TEXTE DU DOCUMENT:

● ● ● ● ●

Grande Encyclopédie Larousse 1971-1976Éd. 1971-1976
C

Cuba (suite)

L’effort a porté sur les industries différenciées, et l’on s’est attaché avec succès à localiser les nouvelles usines dans les villes provinciales (Santa Clara, Camagüey, nouveau complexe industriel de Nuevitas, Santiago, Guantánamo, Matanzas). Les textiles et l’habillement, l’alimentation, les appareillages mécaniques se développent, mais de nombreuses usines montées grâce à l’aide des pays socialistes ne tournent pas à pleine capacité, car on manque de personnel qualifié et de matières premières. La pénurie est générale, les transports étant sans doute le secteur le plus déficitaire. Il a fallu rééquiper les chemins de fer, faire un gros effort pour les transports maritimes, si essentiels à la vie de Cuba et qui doivent s’effectuer sur une distance beaucoup plus longue qu’avant 1959. Les principaux ports sont La Havane (87 p. 100 des importations, 25 p. 100 des exportations), Santiago de Cuba, Cienfuegos. Leur capacité de manutention et d’accueil a été augmentée.

● ● ● ● ●

DONNÉES FOURNIES:
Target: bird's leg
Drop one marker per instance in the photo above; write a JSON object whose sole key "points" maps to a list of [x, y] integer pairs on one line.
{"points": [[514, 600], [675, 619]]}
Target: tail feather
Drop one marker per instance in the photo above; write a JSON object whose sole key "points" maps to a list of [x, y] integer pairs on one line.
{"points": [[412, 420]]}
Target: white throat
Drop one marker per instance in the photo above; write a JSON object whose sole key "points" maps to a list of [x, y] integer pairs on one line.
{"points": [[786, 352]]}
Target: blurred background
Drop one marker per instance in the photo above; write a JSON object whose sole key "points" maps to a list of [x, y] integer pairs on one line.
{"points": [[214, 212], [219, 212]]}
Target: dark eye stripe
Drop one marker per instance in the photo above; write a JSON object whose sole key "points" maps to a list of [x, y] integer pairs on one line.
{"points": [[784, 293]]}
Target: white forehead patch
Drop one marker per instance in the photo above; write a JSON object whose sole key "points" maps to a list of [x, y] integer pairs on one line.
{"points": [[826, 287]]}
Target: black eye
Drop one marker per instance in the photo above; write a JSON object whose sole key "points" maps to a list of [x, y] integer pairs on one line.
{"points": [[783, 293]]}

● ● ● ● ●

PROBLÈMES À RÉSOUDRE:
A) Pour chacune des affirmations suivantes, indiquez si le texte sur Cuba la confirme (oui ou non) et citez mot pour mot le passage décisif.
(i) Les nouvelles usines ont surtout été implantées à La Havane.
(ii) Le port de La Havane assure 87 p. 100 des importations.
(iii) Depuis 1959, les transports maritimes couvrent des distances plus courtes qu'auparavant.
B) Traduisez en anglais cette phrase du texte sur Cuba : « La pénurie est générale, les transports étant sans doute le secteur le plus déficitaire. »
C) Présentez sous forme de liste le paragraphe du texte sur Cuba qui commence par « L’effort a porté sur les industries différenciées », en conservant ses faits principaux.

SOLUTIONS DES EXERCICES:
A)
(i) Non : « l’on s’est attaché avec succès à localiser les nouvelles usines dans les villes provinciales ».
(ii) Oui : « La Havane (87 p. 100 des importations, 25 p. 100 des exportations) ».
(iii) Non : « qui doivent s’effectuer sur une distance beaucoup plus longue qu’avant 1959 ».

B) Shortages are widespread, with transportation doubtless being the sector in the greatest deficit.

C)
- Priorité donnée aux industries différenciées, avec de nouvelles usines implantées dans les villes provinciales (Santa Clara, Camagüey, Nuevitas, Santiago, Guantánamo, Matanzas).
- Secteurs en développement : textiles et habillement, alimentation, appareillages mécaniques.
- Beaucoup d’usines construites avec l’aide des pays socialistes ne tournent pas à pleine capacité, faute de personnel qualifié et de matières premières.
- Pénurie générale, les transports étant probablement le secteur le plus déficitaire.
- Rééquipement des chemins de fer et gros effort pour les transports maritimes, qui couvrent des distances bien plus longues qu’avant 1959.
- Principaux ports : La Havane (87 p. 100 des importations, 25 p. 100 des exportations), Santiago de Cuba et Cienfuegos, dont la capacité de manutention et d’accueil a été augmentée.